+++ Stored rows
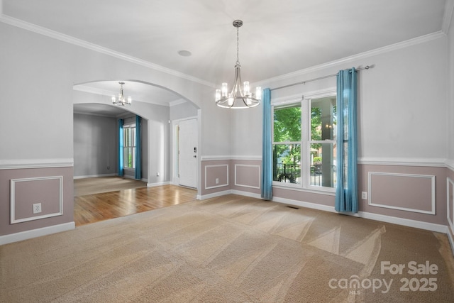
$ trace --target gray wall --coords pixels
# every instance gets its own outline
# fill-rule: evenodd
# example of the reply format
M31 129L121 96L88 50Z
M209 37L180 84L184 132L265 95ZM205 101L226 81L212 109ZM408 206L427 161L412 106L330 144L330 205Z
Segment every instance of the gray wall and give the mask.
M122 117L135 120L135 116ZM142 179L147 179L148 166L148 121L142 119ZM74 177L115 175L118 173L118 119L74 114ZM125 172L134 177L133 173Z
M97 177L117 172L116 119L74 114L74 175Z

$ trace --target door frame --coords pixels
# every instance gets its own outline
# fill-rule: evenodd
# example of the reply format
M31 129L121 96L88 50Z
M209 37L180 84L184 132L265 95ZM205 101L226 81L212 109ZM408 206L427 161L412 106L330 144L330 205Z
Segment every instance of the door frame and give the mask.
M193 116L190 117L183 118L180 119L176 119L172 121L172 174L171 174L171 182L174 185L179 185L179 177L177 173L177 163L178 163L178 136L177 134L177 127L179 126L179 123L183 121L194 120L196 121L197 123L197 176L196 176L196 188L197 191L200 190L200 155L201 155L201 144L200 144L200 110L198 110L198 116Z

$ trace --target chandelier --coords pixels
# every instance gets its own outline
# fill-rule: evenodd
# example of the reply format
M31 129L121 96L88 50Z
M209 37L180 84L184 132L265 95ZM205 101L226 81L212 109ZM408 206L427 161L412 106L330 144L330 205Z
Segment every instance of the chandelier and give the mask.
M227 83L223 83L221 89L216 90L216 104L218 106L227 109L247 109L257 106L260 104L262 99L262 88L257 87L255 94L250 92L249 82L245 81L241 86L241 65L238 53L239 47L239 28L243 26L241 20L233 21L233 26L236 28L236 64L235 65L235 81L233 87L228 93Z
M123 105L125 106L126 104L131 105L133 101L133 98L131 97L128 97L128 99L126 99L123 95L123 84L125 82L118 82L120 84L120 94L118 94L118 97L116 97L115 96L112 96L112 104L114 105Z

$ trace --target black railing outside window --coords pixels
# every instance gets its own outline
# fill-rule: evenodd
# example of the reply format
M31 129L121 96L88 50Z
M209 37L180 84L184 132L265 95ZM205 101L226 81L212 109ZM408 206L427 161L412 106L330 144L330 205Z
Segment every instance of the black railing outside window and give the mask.
M299 164L276 163L275 165L274 181L301 184L301 166ZM311 185L322 186L321 164L311 165L310 184Z

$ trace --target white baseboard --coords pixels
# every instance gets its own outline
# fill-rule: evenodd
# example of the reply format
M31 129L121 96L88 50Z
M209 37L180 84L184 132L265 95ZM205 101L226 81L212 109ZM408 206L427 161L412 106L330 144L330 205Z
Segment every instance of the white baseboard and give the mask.
M170 184L170 181L156 182L156 183L147 183L147 187L155 187L156 186L169 185Z
M74 176L74 179L99 178L101 177L115 177L116 174L90 175L87 176Z
M279 197L273 197L273 202L283 203L289 205L295 205L301 207L306 207L309 209L319 209L324 211L330 211L338 213L334 209L334 206L327 205L321 205L315 203L304 202L301 201L290 200ZM448 226L441 224L436 224L434 223L423 222L421 221L410 220L408 219L398 218L395 216L384 216L377 214L372 214L365 211L358 211L358 214L354 213L342 213L353 216L367 219L370 220L380 221L381 222L391 223L397 225L403 225L404 226L414 227L415 228L425 229L426 231L436 231L438 233L447 233Z
M232 191L231 189L218 192L214 194L204 194L203 196L198 194L196 199L197 200L206 200L206 199L216 198L216 197L225 196L229 194L232 194Z
M234 194L246 196L251 198L262 199L262 197L260 196L260 194L254 194L253 192L243 192L242 190L235 190L235 189L232 189L231 192L232 194Z
M10 235L0 236L0 245L8 244L13 242L21 241L32 238L70 231L76 228L74 222L64 223L62 224L53 225L52 226L43 227L41 228L32 229L31 231L21 231Z

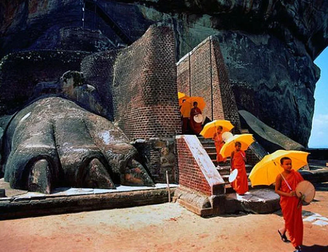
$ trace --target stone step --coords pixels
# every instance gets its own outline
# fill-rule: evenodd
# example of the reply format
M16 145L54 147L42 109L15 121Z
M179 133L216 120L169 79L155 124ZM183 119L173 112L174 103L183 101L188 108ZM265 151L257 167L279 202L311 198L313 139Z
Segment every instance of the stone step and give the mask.
M205 148L205 147L214 147L214 148L215 148L215 145L214 144L214 142L213 142L213 141L211 141L211 142L208 141L208 142L200 142L200 143L201 143L201 145L203 145L203 147Z
M234 190L234 188L232 188L232 186L231 186L231 185L230 184L230 183L228 183L227 184L225 184L224 185L224 188L225 188L225 194L231 194L231 193L236 193L236 192L235 192L235 190ZM255 190L254 188L253 188L252 187L252 184L251 184L251 182L250 181L248 181L248 190L249 191L251 191L252 190Z
M240 134L250 134L248 129L241 129L240 130Z
M247 175L247 178L248 178L249 176L250 176L250 173L247 173L246 174ZM225 174L224 175L221 175L221 176L222 177L222 178L223 179L223 180L224 180L224 182L225 184L230 184L230 183L229 182L229 176L230 174Z
M244 195L233 193L225 195L224 208L226 213L245 212L254 214L272 213L279 209L279 195L270 188L253 190Z
M246 173L248 174L250 173L253 169L253 166L250 164L246 164L245 167L246 168ZM221 166L219 167L217 167L216 170L221 176L222 175L229 175L230 174L230 165Z

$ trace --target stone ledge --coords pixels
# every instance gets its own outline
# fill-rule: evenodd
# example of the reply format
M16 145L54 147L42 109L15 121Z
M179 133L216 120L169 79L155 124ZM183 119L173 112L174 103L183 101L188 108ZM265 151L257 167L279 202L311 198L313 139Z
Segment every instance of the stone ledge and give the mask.
M236 193L227 194L224 208L227 214L239 211L265 214L280 209L279 200L274 190L259 189L248 192L242 196Z
M170 186L170 193L173 196L177 185L170 186ZM49 197L50 195L39 195L38 197L21 197L18 200L11 201L10 198L3 198L3 200L0 201L0 220L129 207L168 201L168 193L166 186L144 189L137 187L136 189L124 192L56 197Z

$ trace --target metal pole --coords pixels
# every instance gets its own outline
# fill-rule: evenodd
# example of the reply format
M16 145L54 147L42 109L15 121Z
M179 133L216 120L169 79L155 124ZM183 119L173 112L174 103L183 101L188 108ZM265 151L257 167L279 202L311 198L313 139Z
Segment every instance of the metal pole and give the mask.
M82 28L84 28L84 17L85 10L86 9L86 2L83 2L83 7L82 7Z
M189 96L191 96L191 63L190 62L190 53L188 53L189 59Z
M169 202L171 202L171 191L170 191L170 184L169 183L169 173L166 171L166 182L168 185L168 193L169 194Z
M210 37L210 71L211 74L211 110L212 110L212 120L213 118L213 85L212 80L212 36Z

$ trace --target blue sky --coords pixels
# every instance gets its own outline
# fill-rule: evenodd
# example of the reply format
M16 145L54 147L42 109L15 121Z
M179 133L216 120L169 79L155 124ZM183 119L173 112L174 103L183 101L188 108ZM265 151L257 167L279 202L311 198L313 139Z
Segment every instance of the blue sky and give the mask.
M328 47L314 61L321 70L316 87L310 148L328 148Z

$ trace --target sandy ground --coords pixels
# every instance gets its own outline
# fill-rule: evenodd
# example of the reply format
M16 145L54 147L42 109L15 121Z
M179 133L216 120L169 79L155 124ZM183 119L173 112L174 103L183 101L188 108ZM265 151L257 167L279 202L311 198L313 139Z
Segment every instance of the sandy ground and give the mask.
M328 217L328 192L315 199L304 215ZM292 251L277 231L283 223L279 213L203 218L168 203L2 221L0 251ZM328 251L328 225L304 227L304 251Z

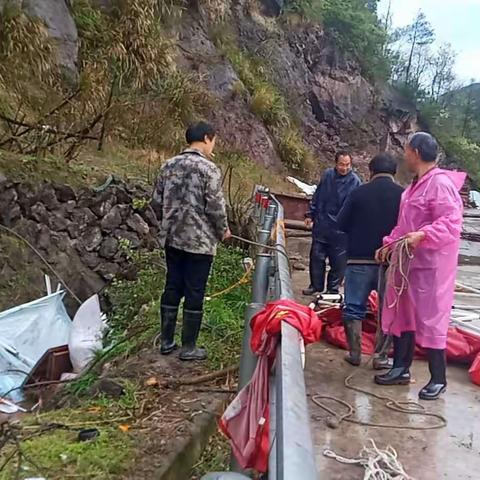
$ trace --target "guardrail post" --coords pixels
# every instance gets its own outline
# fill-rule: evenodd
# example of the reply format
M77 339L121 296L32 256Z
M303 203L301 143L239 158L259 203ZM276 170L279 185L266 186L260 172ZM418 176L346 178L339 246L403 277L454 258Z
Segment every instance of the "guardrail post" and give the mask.
M257 356L250 348L252 329L250 322L252 318L264 307L263 303L250 303L245 311L245 325L243 329L242 354L240 356L240 370L238 375L238 390L241 390L252 378L257 366Z
M265 303L267 299L271 261L272 257L269 253L257 254L252 281L252 303Z
M252 329L250 321L262 308L263 303L250 303L245 310L245 325L243 329L242 353L240 355L240 370L238 373L238 391L240 391L252 378L253 372L257 366L257 356L250 348L250 339L252 338ZM230 460L230 470L242 473L243 470L232 454Z

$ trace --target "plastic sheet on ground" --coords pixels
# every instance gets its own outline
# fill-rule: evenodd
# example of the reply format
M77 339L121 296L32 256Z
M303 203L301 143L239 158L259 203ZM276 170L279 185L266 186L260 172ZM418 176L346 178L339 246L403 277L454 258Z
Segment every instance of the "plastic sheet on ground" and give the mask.
M293 183L297 188L299 188L305 195L312 196L317 189L316 185L309 185L308 183L302 182L295 177L287 177L287 181Z
M98 295L91 296L73 319L68 350L74 373L80 373L102 348L103 320ZM63 379L68 376L63 376Z
M367 316L362 326L362 353L372 355L375 351L375 334L377 331L377 297L370 296L370 309L374 314ZM322 338L328 343L344 350L347 349L347 340L342 324L342 313L337 307L329 308L320 315L323 325ZM415 355L423 358L421 347L416 348ZM466 332L455 325L448 329L447 360L450 362L470 365L470 380L480 385L480 336Z
M20 387L42 355L68 343L72 322L56 292L0 313L0 396L22 399Z

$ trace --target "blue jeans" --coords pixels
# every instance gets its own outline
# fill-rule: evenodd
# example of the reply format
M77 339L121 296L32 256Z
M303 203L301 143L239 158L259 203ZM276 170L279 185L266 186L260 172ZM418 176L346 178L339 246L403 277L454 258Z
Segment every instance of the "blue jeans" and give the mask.
M370 292L378 288L378 269L378 265L347 265L344 320L365 318Z

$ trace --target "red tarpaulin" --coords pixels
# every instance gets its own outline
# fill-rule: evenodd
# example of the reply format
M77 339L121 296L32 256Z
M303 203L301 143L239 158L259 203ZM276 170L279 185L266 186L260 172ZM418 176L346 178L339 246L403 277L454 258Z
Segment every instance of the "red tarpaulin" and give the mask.
M362 353L372 355L375 350L375 333L377 330L376 313L378 310L377 294L372 292L369 298L372 314L363 322ZM322 319L322 338L337 347L347 349L347 340L342 324L342 312L337 307L329 308L320 315ZM423 350L417 346L417 357L423 357ZM480 336L450 326L447 337L447 359L449 361L471 365L470 379L480 385Z
M322 325L311 309L292 300L269 303L252 318L250 346L258 355L253 377L227 407L220 419L235 458L244 469L267 471L269 450L268 377L275 361L282 321L302 335L306 344L320 339Z

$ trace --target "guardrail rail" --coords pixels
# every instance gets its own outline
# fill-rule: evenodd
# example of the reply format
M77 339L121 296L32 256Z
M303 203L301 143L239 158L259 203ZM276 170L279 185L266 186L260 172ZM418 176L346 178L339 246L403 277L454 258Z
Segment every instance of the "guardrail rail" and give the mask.
M240 359L239 389L250 380L256 356L250 350L250 320L272 300L293 299L286 250L283 207L265 187L254 192L258 223L258 247L252 280L252 302L245 311L245 330ZM271 247L274 247L273 249ZM269 480L317 480L310 420L302 365L303 341L299 332L282 323L274 371L270 375ZM204 480L249 478L233 459L231 470L208 474Z

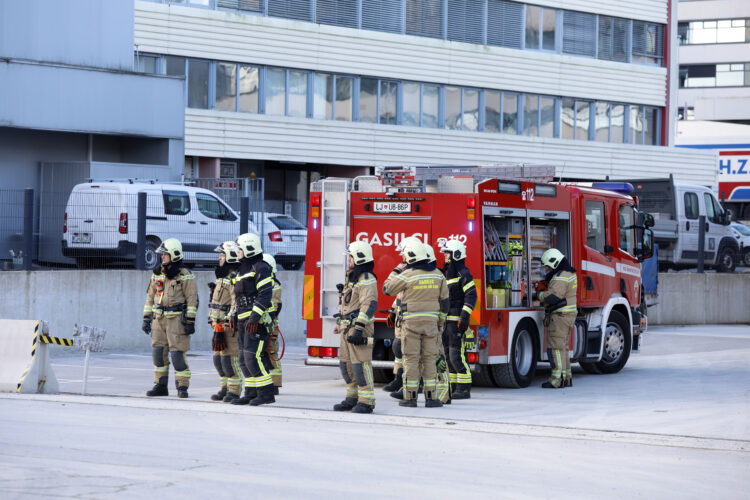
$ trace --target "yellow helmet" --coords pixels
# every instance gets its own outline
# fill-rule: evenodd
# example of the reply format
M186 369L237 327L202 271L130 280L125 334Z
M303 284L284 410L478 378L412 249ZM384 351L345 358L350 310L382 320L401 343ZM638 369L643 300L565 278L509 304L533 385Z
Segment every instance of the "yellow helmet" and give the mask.
M236 264L240 261L240 247L234 241L225 241L218 247L214 248L214 252L223 253L229 264Z
M178 262L182 260L182 243L177 238L167 238L161 242L159 248L156 249L156 253L166 253L172 262Z

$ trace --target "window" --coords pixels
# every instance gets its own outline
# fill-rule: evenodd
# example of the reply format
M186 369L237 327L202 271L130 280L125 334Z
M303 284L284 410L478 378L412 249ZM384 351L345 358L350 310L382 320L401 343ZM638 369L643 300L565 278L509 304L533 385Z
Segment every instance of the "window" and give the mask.
M635 211L630 205L620 206L620 248L635 256Z
M700 213L698 209L698 195L695 193L685 193L685 217L695 220Z
M236 217L229 209L213 196L205 193L195 193L198 202L198 211L209 219L235 220Z
M258 112L258 68L240 65L240 111Z
M216 63L216 109L237 110L237 65Z
M208 109L208 61L188 61L188 107Z
M604 202L586 202L586 245L604 253L606 227L604 225Z
M190 212L190 195L184 191L162 191L164 213L167 215L186 215Z

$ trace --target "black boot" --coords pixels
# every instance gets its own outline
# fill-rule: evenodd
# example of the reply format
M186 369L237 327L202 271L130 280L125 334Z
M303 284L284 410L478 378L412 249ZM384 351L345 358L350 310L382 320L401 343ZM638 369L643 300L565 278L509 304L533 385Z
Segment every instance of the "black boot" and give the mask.
M254 387L245 387L245 394L240 398L232 400L233 405L246 405L258 395Z
M372 413L372 406L364 403L357 403L357 405L352 408L352 413Z
M346 398L342 402L333 405L333 411L351 411L355 406L357 406L356 398Z
M217 392L216 394L211 394L211 401L223 401L224 396L226 395L227 395L227 388L226 386L224 386L221 389L219 389L219 392Z
M404 385L404 369L399 368L396 375L393 377L393 380L383 387L383 390L386 392L395 392L401 389L401 386Z

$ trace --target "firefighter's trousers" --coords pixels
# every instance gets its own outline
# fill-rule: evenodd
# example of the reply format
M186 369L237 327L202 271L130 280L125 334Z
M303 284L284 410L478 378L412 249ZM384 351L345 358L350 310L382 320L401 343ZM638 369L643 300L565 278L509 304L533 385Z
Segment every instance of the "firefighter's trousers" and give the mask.
M446 321L443 331L443 348L448 353L448 369L450 371L451 384L471 385L471 370L466 362L466 351L464 342L458 336L458 321Z
M190 350L190 335L179 317L156 316L151 326L151 353L154 361L154 383L166 385L169 378L169 357L175 365L178 387L190 386L190 368L185 354Z
M561 314L553 312L550 314L550 322L547 327L547 355L550 359L549 383L560 387L565 380L573 378L570 370L570 352L568 341L570 340L570 329L576 321L576 314Z
M240 334L242 337L242 357L249 376L245 378L245 387L255 389L258 393L273 393L273 380L271 370L273 365L268 356L268 342L271 338L265 325L258 325L256 333L245 333L245 328L240 323Z
M404 399L416 398L420 379L424 384L425 397L437 399L437 322L406 323L402 330L401 349L404 355Z
M341 335L339 368L346 382L346 398L355 398L375 408L375 379L372 376L372 345L354 345L346 341L352 331Z

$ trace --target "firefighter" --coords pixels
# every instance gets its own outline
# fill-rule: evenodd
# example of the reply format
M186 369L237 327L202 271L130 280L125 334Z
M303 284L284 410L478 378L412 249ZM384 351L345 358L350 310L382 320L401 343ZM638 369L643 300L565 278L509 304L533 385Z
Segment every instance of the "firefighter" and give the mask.
M273 380L273 393L279 394L281 387L281 360L279 359L279 313L281 312L281 281L276 275L276 259L273 255L264 253L263 260L271 266L273 271L273 294L271 295L271 310L269 314L273 320L271 328L271 341L268 343L268 355L271 357L273 370L271 370L271 380Z
M242 357L249 376L245 379L245 394L233 403L258 406L275 403L268 356L273 320L269 314L273 295L273 271L263 260L263 249L257 234L245 233L237 237L240 247L240 267L235 279L234 294L237 328L241 336Z
M543 383L542 387L546 389L572 387L573 374L570 371L568 340L578 312L576 270L556 248L550 248L542 254L542 265L545 266L547 276L543 282L537 283L536 290L539 301L544 305L547 357L552 368L549 380Z
M341 334L339 367L346 382L346 398L335 411L372 413L375 384L372 376L373 323L378 308L378 283L373 272L372 247L364 241L349 243L349 272L341 289L341 311L333 333Z
M400 406L416 407L419 381L424 384L425 406L443 406L436 392L437 336L445 324L450 304L445 278L428 262L419 241L403 245L404 262L396 266L383 284L383 293L402 293L401 328L404 356L404 399ZM421 365L420 365L421 362Z
M195 275L182 262L182 244L169 238L156 250L161 254L161 268L154 270L143 307L142 329L151 334L154 361L154 387L146 396L168 396L169 360L175 370L177 396L188 397L190 368L185 353L190 349L190 335L195 333L198 312L198 290ZM152 326L153 323L153 326Z
M450 311L443 331L443 346L448 353L452 399L471 397L471 370L466 362L466 343L473 343L469 318L477 303L474 277L466 267L466 246L458 240L448 240L440 251L445 255L443 272L448 281Z
M221 377L221 388L211 395L211 400L229 403L240 396L242 383L237 332L230 327L240 248L234 241L225 241L214 251L219 252L219 265L214 270L216 281L209 284L211 301L208 304L208 324L214 332L211 349L214 353L214 366Z

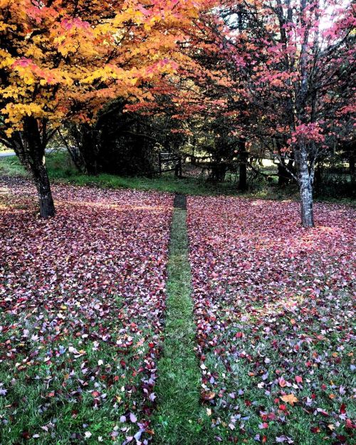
++++++
What is asked:
Echo back the lines beginning with the one that contains "baseboard --coords pixels" and running through the one that contains "M232 191L231 189L218", both ends included, and nothing else.

Exercise result:
$ trace --target white baseboard --coords pixels
# every instance gets its own outline
# fill-rule: evenodd
# example of the reply format
M31 129L121 96L88 50Z
M209 37L180 84L184 132L265 95ZM205 101L226 81L212 109ZM408 206L427 161L412 106L330 144L330 205Z
Segment every instance of the white baseboard and give the mask.
M170 184L170 181L156 182L156 183L147 183L147 187L155 187L156 186L169 185Z
M74 176L74 179L99 178L101 177L115 177L116 174L90 175L87 176Z
M279 197L273 197L273 202L283 203L289 205L295 205L301 207L306 207L309 209L319 209L324 211L330 211L338 213L334 209L334 206L327 205L321 205L315 203L304 202L301 201L290 200ZM448 226L441 224L436 224L434 223L423 222L421 221L410 220L408 219L398 218L395 216L384 216L377 214L372 214L365 211L358 211L358 214L354 213L342 213L353 216L367 219L370 220L380 221L381 222L391 223L397 225L403 225L404 226L414 227L415 228L425 229L426 231L436 231L438 233L447 233Z
M232 191L231 189L218 192L214 194L204 194L203 196L198 194L196 199L197 200L206 200L206 199L216 198L216 197L225 196L229 194L232 194Z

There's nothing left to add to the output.